TASK TO CARRY OUT: Count the lines in the data below that contain the string "white". Case counts, and the answer is only the number.

Segmentation mask data:

====================

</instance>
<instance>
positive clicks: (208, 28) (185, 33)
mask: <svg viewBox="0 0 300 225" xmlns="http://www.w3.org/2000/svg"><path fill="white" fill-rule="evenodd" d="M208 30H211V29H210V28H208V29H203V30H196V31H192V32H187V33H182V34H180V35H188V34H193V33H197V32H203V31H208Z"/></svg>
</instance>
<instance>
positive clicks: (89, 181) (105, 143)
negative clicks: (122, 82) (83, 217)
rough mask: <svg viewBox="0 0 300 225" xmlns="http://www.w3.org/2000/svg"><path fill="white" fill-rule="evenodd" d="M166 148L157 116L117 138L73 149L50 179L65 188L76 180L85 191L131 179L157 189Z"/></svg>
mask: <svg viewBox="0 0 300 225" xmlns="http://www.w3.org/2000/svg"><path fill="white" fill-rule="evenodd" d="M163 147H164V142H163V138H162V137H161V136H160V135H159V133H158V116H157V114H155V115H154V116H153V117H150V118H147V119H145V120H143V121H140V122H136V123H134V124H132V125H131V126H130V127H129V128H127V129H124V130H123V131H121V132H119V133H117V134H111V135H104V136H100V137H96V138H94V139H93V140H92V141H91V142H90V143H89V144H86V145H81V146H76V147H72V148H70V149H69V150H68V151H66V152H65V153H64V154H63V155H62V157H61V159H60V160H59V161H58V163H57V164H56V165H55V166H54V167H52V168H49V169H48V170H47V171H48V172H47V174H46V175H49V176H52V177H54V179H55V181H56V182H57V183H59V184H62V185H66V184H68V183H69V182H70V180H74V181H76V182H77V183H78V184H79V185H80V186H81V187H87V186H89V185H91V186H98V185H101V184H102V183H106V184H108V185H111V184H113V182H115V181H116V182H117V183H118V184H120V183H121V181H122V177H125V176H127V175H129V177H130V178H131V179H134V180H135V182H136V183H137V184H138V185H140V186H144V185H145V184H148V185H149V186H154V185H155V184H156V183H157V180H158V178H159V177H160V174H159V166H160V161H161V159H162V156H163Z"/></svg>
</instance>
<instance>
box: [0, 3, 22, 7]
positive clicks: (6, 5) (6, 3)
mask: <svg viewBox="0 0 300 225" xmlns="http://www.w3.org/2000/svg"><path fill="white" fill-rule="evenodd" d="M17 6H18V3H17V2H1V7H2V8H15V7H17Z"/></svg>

====================

TASK ANSWER: 4